*Exercise requirements*
Check each line of the listing for the string "below", count the lines that have it, and answer with that number only.
━━━━━ Stored data ━━━━━
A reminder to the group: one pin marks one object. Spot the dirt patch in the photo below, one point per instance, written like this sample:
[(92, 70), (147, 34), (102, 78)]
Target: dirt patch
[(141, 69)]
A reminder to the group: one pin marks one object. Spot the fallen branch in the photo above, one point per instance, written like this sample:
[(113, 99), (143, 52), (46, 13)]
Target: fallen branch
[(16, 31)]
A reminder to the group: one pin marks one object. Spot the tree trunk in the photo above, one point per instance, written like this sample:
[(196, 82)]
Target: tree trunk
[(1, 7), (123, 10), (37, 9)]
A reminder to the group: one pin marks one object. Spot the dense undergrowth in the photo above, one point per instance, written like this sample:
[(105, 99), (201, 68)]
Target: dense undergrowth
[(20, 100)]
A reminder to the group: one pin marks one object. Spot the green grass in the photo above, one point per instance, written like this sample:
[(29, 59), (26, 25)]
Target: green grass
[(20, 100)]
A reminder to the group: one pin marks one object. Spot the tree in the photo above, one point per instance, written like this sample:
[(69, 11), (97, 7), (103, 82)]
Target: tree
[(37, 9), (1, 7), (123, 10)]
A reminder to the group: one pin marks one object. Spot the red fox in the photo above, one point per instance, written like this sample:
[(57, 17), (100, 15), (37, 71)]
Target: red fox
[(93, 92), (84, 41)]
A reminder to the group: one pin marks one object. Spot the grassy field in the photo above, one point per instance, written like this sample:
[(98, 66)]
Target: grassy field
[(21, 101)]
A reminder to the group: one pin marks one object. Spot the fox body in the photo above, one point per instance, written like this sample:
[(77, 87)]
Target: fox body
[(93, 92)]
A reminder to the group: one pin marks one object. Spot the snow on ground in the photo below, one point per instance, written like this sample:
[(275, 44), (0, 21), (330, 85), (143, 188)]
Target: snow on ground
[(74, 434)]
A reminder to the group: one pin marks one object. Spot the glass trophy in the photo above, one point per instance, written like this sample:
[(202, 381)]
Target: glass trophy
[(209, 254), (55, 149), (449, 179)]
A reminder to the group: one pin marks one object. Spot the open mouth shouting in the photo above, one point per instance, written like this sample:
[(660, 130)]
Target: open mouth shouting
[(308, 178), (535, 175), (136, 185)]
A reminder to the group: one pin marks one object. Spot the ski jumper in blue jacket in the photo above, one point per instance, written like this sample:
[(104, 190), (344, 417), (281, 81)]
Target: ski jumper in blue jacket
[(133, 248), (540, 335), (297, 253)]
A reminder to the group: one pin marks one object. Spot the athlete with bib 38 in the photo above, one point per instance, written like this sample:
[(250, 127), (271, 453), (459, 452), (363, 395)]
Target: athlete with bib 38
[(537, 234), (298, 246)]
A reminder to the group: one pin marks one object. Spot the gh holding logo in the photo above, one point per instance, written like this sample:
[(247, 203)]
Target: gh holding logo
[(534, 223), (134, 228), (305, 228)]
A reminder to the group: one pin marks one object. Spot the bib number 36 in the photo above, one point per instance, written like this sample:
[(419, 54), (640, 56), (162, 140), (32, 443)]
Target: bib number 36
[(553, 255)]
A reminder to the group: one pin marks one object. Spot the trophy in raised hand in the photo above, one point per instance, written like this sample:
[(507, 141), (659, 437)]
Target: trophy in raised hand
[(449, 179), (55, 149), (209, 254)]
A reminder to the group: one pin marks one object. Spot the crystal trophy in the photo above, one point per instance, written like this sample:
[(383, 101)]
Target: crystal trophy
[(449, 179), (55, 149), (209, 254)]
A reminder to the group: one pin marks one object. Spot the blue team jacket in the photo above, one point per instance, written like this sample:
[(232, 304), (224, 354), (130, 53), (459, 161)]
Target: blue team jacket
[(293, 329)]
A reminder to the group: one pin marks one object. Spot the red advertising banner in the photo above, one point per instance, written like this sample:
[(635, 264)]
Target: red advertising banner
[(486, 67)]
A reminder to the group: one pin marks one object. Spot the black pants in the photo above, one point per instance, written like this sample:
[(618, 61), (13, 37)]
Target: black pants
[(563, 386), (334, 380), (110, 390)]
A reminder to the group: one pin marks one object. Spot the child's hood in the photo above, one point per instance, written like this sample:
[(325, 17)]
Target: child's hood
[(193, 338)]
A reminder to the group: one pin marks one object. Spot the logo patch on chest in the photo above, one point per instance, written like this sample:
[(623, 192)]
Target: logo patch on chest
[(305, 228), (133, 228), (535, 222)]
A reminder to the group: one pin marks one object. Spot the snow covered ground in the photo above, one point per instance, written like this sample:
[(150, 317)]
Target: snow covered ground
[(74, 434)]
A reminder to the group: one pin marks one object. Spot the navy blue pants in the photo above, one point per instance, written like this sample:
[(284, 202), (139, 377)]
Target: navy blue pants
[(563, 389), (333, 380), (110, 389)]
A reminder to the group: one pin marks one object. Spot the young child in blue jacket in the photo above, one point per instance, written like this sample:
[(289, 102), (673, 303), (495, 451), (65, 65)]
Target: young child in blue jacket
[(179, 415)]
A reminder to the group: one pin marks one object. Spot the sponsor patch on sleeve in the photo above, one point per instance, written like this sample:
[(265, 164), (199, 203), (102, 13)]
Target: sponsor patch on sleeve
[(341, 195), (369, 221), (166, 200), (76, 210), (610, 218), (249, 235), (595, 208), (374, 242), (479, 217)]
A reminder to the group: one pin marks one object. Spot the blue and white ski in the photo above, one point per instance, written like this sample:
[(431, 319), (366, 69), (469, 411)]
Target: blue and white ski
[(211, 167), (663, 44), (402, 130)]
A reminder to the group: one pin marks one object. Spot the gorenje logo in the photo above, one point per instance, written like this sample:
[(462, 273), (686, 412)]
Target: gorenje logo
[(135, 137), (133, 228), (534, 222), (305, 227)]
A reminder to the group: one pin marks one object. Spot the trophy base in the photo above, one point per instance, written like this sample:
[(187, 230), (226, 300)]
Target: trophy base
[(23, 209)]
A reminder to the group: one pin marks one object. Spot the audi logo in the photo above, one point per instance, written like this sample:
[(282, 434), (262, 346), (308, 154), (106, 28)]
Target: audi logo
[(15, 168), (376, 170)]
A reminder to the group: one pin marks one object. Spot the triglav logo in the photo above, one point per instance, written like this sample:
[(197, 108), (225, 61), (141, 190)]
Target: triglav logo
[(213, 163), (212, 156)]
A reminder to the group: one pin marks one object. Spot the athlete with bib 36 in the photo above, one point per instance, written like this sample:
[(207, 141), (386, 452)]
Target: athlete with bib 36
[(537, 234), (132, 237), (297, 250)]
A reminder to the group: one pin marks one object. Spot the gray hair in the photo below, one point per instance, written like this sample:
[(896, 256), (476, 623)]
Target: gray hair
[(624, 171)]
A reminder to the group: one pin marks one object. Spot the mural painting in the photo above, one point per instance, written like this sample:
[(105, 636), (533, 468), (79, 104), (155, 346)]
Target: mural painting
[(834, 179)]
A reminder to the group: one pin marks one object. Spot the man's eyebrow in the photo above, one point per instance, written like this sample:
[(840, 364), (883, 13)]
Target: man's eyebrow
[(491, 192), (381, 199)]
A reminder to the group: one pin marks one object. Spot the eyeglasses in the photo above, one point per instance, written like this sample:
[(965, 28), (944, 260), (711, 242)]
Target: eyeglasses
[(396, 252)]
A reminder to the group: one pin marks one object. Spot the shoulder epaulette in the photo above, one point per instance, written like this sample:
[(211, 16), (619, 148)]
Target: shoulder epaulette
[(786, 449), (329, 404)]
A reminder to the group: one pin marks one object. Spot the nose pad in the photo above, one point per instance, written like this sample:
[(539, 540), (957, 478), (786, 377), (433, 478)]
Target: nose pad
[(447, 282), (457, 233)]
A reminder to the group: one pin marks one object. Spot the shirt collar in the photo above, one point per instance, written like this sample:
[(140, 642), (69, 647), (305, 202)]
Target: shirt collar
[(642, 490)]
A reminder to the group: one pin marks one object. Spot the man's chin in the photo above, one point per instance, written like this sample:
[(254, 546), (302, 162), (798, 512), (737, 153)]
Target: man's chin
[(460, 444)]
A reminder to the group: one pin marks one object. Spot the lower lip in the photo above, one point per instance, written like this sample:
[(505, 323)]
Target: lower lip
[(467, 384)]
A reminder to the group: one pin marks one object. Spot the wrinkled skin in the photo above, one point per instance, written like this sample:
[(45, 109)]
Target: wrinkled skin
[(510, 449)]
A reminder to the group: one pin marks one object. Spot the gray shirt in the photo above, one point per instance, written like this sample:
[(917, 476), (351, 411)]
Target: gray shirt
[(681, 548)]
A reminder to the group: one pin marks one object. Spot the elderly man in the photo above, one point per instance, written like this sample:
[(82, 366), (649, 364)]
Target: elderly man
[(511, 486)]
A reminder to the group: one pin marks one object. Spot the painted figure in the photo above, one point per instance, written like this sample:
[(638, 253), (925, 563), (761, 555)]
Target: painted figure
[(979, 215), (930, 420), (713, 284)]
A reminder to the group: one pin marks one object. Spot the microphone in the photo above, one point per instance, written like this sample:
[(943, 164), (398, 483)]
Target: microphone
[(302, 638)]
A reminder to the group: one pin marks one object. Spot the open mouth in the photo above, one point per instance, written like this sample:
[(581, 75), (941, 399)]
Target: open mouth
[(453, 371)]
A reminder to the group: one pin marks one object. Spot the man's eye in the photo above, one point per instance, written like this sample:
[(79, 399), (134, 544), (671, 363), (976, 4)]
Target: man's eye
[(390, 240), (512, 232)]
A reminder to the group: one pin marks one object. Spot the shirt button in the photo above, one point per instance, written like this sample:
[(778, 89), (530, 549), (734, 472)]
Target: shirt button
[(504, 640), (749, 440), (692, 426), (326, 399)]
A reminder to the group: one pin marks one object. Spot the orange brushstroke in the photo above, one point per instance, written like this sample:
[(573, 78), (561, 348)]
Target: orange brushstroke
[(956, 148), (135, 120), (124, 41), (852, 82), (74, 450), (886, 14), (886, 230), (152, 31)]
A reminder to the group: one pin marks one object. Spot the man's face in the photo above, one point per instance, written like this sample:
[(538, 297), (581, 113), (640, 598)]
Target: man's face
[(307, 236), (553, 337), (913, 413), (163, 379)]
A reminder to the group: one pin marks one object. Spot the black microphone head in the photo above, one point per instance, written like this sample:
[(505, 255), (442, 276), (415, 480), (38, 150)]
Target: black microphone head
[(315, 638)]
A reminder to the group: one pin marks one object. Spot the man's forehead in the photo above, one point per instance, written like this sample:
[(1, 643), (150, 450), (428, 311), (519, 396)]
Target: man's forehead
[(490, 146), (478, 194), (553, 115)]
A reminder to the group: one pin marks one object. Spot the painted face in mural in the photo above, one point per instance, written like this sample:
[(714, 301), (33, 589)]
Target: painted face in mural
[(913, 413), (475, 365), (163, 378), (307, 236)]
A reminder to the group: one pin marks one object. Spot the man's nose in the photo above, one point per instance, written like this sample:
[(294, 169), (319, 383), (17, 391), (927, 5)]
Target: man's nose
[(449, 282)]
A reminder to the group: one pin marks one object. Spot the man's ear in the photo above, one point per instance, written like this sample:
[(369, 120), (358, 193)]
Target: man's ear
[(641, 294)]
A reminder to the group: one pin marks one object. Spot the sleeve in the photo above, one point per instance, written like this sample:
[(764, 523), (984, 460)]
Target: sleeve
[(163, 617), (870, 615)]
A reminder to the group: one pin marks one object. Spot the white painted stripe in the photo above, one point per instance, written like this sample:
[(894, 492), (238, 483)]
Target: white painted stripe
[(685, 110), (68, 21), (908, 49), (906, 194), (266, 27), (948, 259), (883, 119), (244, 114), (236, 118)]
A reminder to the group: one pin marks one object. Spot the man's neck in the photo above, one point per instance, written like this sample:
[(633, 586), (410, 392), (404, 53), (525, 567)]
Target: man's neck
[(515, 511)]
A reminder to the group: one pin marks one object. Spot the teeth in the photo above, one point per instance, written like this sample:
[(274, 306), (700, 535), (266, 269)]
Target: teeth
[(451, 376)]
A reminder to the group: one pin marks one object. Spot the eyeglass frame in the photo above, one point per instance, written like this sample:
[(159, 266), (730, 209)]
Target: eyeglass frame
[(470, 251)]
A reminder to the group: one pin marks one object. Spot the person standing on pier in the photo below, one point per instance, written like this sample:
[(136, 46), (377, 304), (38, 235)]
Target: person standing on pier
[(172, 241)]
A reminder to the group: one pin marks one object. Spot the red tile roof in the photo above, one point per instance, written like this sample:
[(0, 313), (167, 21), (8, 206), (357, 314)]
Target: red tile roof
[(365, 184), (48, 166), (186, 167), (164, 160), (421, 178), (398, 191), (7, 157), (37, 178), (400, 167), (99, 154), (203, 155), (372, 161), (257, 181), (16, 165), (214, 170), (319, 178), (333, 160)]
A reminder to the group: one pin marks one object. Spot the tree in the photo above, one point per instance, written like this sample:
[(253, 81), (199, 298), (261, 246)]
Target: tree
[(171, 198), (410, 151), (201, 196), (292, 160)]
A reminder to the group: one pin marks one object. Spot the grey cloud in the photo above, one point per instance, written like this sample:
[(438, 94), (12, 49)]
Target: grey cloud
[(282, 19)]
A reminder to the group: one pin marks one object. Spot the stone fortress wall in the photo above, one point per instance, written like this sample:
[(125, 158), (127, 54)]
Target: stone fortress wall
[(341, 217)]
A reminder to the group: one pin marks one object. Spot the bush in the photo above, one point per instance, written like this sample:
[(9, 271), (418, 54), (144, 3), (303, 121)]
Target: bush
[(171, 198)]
━━━━━
*Response*
4